%%

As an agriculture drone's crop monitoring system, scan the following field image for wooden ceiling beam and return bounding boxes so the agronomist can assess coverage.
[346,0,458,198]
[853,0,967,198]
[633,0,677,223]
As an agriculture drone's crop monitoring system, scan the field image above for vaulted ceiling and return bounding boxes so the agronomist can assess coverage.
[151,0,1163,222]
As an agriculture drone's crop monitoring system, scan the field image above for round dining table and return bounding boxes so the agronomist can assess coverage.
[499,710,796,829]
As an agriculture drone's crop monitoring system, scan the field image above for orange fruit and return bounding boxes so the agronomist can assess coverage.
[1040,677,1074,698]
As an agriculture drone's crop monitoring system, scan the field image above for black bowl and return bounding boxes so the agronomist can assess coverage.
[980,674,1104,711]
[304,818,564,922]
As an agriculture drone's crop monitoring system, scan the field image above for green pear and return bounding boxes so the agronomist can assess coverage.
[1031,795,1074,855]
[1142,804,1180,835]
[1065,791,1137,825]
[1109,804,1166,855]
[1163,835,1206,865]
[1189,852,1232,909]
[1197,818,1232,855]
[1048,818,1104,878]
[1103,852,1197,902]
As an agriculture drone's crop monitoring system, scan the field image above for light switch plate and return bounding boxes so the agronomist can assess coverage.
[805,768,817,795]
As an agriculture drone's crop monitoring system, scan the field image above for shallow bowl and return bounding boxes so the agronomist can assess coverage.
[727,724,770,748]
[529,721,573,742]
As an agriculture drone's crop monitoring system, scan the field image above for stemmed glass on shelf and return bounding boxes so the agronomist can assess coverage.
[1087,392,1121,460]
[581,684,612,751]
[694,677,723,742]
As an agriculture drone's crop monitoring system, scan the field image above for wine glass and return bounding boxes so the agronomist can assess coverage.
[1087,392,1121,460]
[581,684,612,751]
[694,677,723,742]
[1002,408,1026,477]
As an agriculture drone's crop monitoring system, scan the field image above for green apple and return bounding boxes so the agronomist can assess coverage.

%%

- [To do] Rewrite the records from the line with "above for orange" up to and including the line with "[805,768,817,795]", keeping the requests, and raise every bounding box coordinate by 30.

- [Problem solution]
As an agriculture drone's crop monitoring system, scan the field image above for orange fruit and return bounding boxes so the agronomist can assess coverage.
[1070,707,1104,728]
As an agriculture drone's crop monitoring system, scan the field image above for black bowl and return bounding boxes so the agronomist can assess coverage.
[1010,704,1134,741]
[334,848,594,952]
As an agriculture drone's crop monitoring system, scan the field image above for green pear and return bounding boxes so the agronomist can assess coverage.
[1061,825,1104,885]
[1172,834,1210,865]
[1095,821,1167,855]
[1139,834,1196,885]
[1193,865,1236,895]
[1219,882,1262,939]
[1227,848,1262,885]
[1078,848,1134,908]
[1133,882,1227,932]
As an agriculture drone's crop monitoring system, scan the field image above for light switch plate and return bounding boxes so the agronomist can assess coverage.
[835,798,847,825]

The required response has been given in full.